⟨
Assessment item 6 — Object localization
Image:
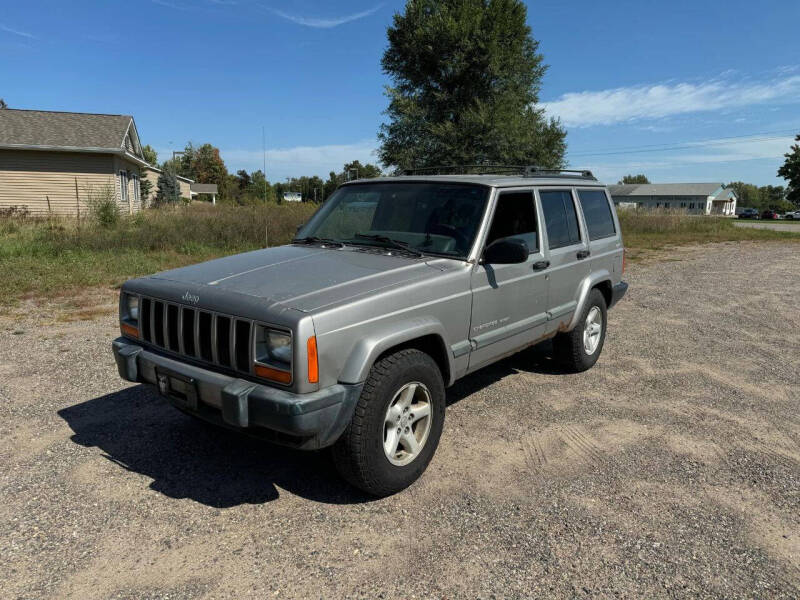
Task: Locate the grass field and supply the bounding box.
⟩
⟨
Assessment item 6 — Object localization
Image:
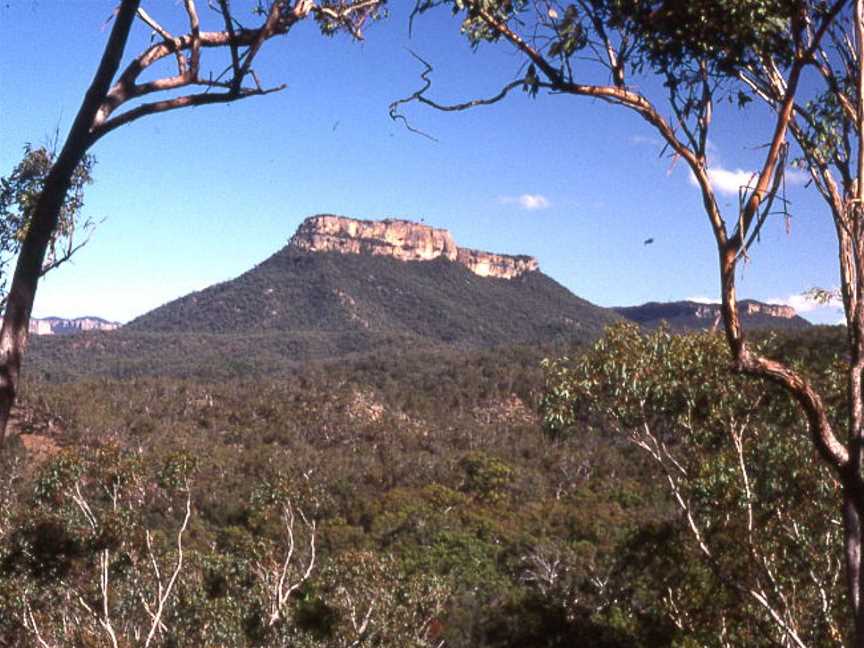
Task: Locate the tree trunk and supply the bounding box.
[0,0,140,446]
⟩
## Task goal:
Pull out every line of the listing above that contains the word "Locate".

## Written answer:
Task: Locate the grass field and supply the bounding box.
Task: Locate the tree trunk and supply the bounding box.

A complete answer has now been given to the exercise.